START Excerpt
In the words of bandleader Jan Kus, ‘Moving Up’ is a song about optimism and determination:  “This song is a sort of Slavo-Rican anthem. It’s about dealing with hardships in life, and getting out on top. The melody throws you a curve ball — just like life — but the chorus ends in a danceable Balkan fanfare that shows that no matter what the world throws at you, the good in people will always win out!” Built over a Cuban son montuno with a Balkan rhythmic twist, ‘Moving Up‘ is a slow-burner that veers off into unexpected, electronica-infused places: a tweaked Latin jazz workout that showcases Slavo Rican Assembly’s vision and versatility.

With band members from Slovenia, Puerto Rico, Serbia, and Cuba,  Slavo Rican Assembly uses the international vocabulary of jazz as a springboard to delve deep into the sounds of their own musical roots – bomba, salsa and rumba  bump up against  Slovenian harvest songs, Bosnian lullabies, Serbian laments, Balkan brass and other melancholic South Slavic sounds  in a musical sofrito that’s 100% New York.
END Excerpt
START Dataset excerpt
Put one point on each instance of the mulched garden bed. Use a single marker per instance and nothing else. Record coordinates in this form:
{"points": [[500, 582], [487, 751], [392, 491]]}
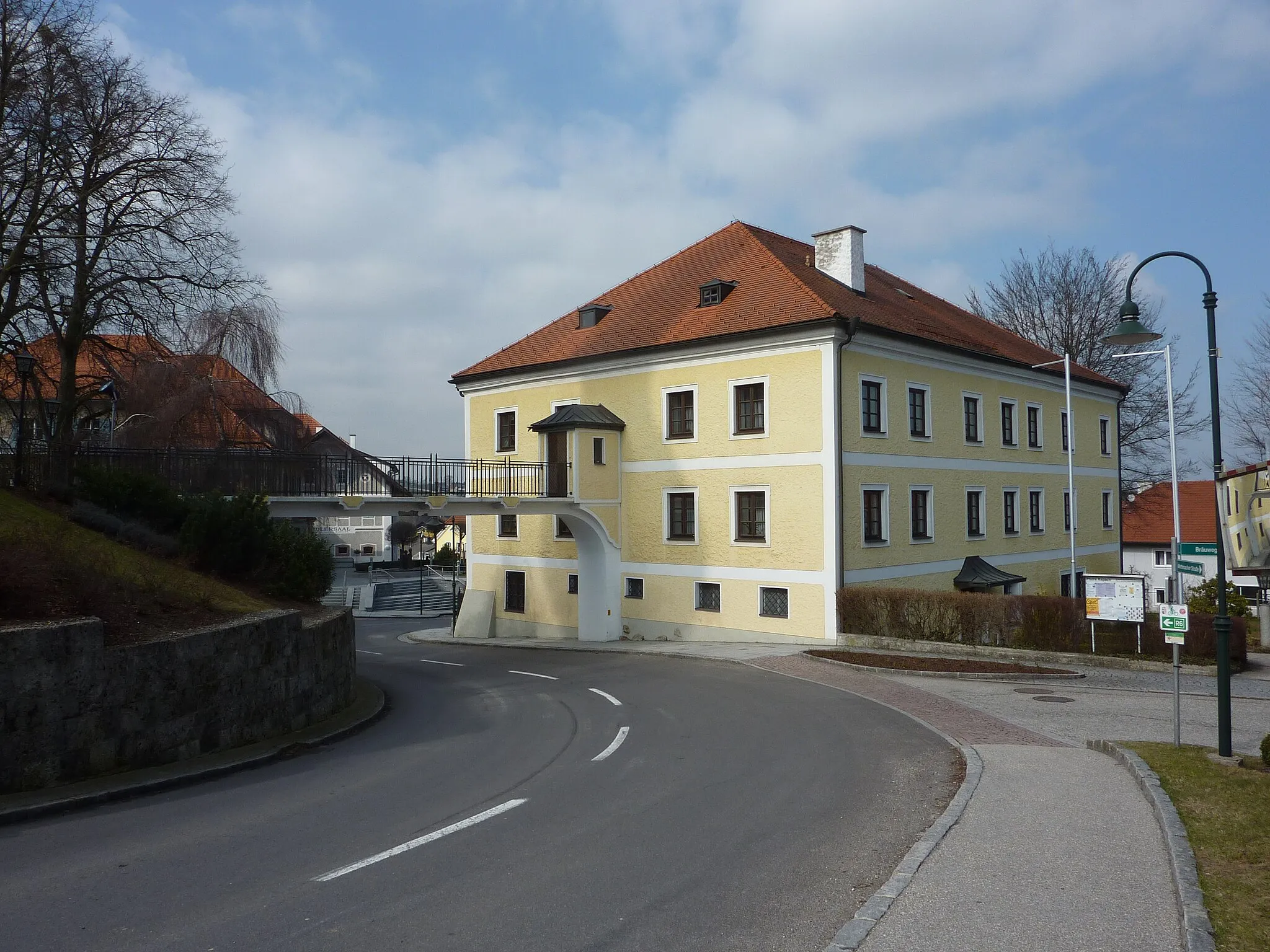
END Dataset excerpt
Write out the part of the Slavo Rican Assembly text from "In the words" to "vision and versatility.", word for word. You won't need the listing for anything here.

In the words of bandleader Jan Kus, ‘Moving Up’ is a song about optimism and determination:  “This song is a sort of Slavo-Rican anthem. It’s about dealing with hardships in life, and getting out on top. The melody throws you a curve ball — just like life — but the chorus ends in a danceable Balkan fanfare that shows that no matter what the world throws at you, the good in people will always win out!” Built over a Cuban son montuno with a Balkan rhythmic twist, ‘Moving Up‘ is a slow-burner that veers off into unexpected, electronica-infused places: a tweaked Latin jazz workout that showcases Slavo Rican Assembly’s vision and versatility.